▶ **Document**

------------------------------

For example, for each audio source c, based on a simulated traveling distance DRic obtained by sampling, the computer device determines a number of simulated reflections RRic corresponding to the simulated traveling distance DRic.
In some embodiments, that the computer device determines a number of simulated reflections based on the simulated traveling distance includes: For each audio source, the computer device determines the corresponding number of simulated reflections based on the positive correlation between the simulated traveling distance and the number of simulated reflections as well as the simulated traveling distance obtained by sampling. In some embodiments, the positive correlation includes a positive proportional relationship. Correspondingly, the computer device determines the corresponding number of simulated reflections based on a preset positive proportional coefficient between the simulated traveling distance and the number of simulated reflections as well as the simulated traveling distance.
Step S210: Determine a reflection coefficient based on the environmental-spatial parameter, and respectively determine, based on the reflection coefficient, the simulated traveling distance, and the number of simulated reflections, a simulated reflection loss corresponding to each audio source.
The reflection coefficient is an energy attenuation coefficient of the audio signal, and is used for representing energy attenuation of the audio signal after sound absorption by a wall in a reflection process. The reflection coefficient is related to a simulated environment. For example, a rougher wall in the simulated environment indicates greater energy attenuation of the audio signal after sound absorption by the wall in the reflection process, and a smaller reflection coefficient. In some embodiments, the reflection coefficient may be determined based on an environmental reverberation parameter and an environmental furnishing parameter. For example, a reflection coefficient RC is empirically estimated based on an environmental reverberation parameter T60 and an environmental furnishing parameter R.
In some embodiments, that the computer device determines a reflection coefficient based on the environmental-spatial parameter, and respectively determines, based on the reflection coefficient, the simulated traveling distance, and the number of simulated reflections, a simulated reflection loss corresponding to each audio source includes: Based on the environmental-spatial parameter, the computer device determines the reflection coefficient corresponding to the current simulated scenario, to represent an energy loss of the audio signal during each reflection under the current simulated scenario. For each audio source, the computer device determines each simulated traveling distance corresponding to the audio source and determines the number of simulated reflections that is obtained based on the simulated traveling distance. On this basis, with reference to the simulated traveling distance, the computer device may calculate a corresponding simulated reflection loss for each reflection. The simulated reflection loss represents an energy loss after reflection when a simulated sound wave propagates in space represented by the current simulated scenario.
For example, for each audio source c, the computer device determines, based on the reflection coefficient RC and the number of simulated reflections RRic, a target value of a reflected reflection coefficient RC after a number of simulated reflections RRic, and then calculates the corresponding simulated reflection loss RDic based on the target value and a simulated traveling distance DRic.

------------------------------

▶ **Provided data**

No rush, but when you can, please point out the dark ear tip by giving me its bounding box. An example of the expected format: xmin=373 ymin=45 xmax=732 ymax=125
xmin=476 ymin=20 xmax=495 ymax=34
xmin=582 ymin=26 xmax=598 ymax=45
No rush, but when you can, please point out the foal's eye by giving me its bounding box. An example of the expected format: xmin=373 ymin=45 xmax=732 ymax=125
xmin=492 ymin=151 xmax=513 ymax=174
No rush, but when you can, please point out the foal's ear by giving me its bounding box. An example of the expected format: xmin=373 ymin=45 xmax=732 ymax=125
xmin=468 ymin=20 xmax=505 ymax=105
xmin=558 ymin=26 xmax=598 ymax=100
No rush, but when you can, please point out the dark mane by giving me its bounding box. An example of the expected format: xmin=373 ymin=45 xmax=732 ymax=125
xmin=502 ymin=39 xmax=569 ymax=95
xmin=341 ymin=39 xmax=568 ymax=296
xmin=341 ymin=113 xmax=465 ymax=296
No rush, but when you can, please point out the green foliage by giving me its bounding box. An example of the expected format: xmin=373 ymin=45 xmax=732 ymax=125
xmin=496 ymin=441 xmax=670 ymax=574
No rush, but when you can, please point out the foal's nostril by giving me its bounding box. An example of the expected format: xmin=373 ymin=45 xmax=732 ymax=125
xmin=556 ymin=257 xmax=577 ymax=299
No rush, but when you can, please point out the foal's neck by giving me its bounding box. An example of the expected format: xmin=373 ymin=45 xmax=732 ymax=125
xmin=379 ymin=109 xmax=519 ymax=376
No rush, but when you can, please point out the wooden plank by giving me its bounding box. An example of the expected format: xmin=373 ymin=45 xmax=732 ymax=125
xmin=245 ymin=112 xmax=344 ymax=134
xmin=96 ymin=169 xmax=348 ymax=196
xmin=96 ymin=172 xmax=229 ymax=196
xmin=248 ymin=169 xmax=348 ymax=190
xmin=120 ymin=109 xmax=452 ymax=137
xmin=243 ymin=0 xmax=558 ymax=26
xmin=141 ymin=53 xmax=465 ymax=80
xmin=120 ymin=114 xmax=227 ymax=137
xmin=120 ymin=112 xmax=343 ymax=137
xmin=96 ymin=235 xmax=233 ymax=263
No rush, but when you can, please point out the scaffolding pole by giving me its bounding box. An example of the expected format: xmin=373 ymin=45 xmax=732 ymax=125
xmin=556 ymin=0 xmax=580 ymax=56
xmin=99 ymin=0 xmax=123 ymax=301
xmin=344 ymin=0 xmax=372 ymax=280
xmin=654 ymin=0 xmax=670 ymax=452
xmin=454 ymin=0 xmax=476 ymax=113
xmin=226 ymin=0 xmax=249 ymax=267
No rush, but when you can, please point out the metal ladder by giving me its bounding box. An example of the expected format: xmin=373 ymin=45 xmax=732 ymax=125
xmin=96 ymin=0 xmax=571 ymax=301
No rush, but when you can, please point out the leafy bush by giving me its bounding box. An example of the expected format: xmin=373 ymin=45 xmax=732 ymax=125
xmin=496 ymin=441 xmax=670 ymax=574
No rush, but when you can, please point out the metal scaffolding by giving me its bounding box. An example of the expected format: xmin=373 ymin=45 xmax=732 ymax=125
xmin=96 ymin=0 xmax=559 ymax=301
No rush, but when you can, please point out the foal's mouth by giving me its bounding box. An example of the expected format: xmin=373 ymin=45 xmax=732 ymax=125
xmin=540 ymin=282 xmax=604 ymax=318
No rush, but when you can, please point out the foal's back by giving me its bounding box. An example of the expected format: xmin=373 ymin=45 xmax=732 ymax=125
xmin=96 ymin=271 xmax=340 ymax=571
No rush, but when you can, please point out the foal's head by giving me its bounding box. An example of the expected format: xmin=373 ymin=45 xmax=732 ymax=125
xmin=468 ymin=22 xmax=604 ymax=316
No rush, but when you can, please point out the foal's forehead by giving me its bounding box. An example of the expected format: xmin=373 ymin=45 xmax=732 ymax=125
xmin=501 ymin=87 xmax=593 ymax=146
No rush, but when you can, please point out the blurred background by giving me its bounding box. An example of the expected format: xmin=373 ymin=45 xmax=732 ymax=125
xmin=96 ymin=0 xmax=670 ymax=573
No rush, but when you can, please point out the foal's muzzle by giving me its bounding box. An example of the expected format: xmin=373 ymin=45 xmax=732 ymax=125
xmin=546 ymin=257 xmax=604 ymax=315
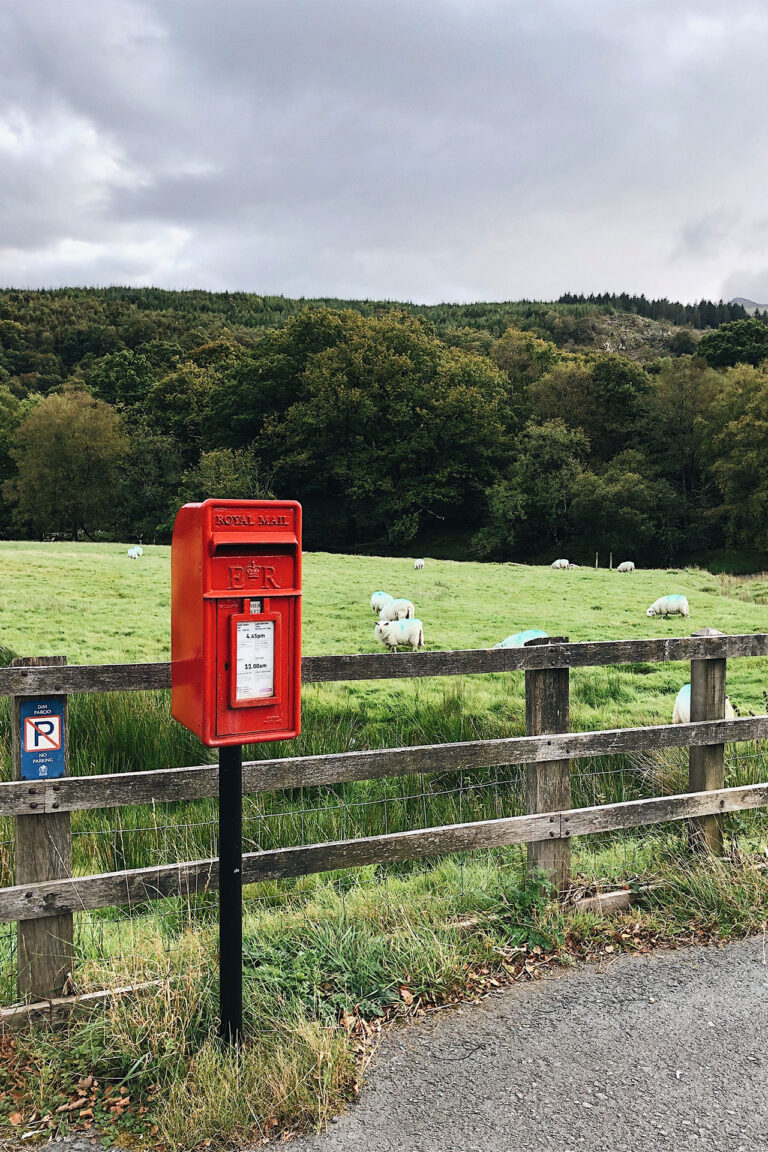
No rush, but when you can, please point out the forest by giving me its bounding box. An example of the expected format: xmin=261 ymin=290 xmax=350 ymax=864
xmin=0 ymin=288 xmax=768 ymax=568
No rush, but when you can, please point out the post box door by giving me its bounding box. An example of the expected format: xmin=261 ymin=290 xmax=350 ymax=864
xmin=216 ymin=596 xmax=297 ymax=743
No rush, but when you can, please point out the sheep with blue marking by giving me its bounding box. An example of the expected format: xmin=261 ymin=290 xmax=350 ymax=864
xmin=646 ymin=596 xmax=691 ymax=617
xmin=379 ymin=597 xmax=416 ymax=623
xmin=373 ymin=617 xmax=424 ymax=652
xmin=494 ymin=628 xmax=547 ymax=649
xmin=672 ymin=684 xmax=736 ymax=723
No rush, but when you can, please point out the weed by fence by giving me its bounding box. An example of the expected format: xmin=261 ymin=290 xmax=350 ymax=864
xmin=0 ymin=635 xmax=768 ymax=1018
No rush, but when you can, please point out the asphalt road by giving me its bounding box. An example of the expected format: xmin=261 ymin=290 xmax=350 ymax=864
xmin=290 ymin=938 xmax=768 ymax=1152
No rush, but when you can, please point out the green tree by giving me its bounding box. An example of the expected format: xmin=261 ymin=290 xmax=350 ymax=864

------------------------------

▶ **Exercises**
- A) Answer these about the text on simulated reflections:
(i) In some embodiments, what kind of relationship does the positive correlation between simulated traveling distance and number of simulated reflections include?
(ii) What does a rougher wall in the simulated environment indicate about the reflection coefficient?
(iii) In the example, from which two parameters is the reflection coefficient RC empirically estimated?
- B) Copy word for word the stretch of the text on simulated reflections from "Step S210: Determine" through "each audio source.".

▶ **Final results**
- A)
(i) A positive proportional relationship.
(ii) A smaller reflection coefficient.
(iii) The environmental reverberation parameter T60 and the environmental furnishing parameter R.

- B)
Step S210: Determine a reflection coefficient based on the environmental-spatial parameter, and respectively determine, based on the reflection coefficient, the simulated traveling distance, and the number of simulated reflections, a simulated reflection loss corresponding to each audio source.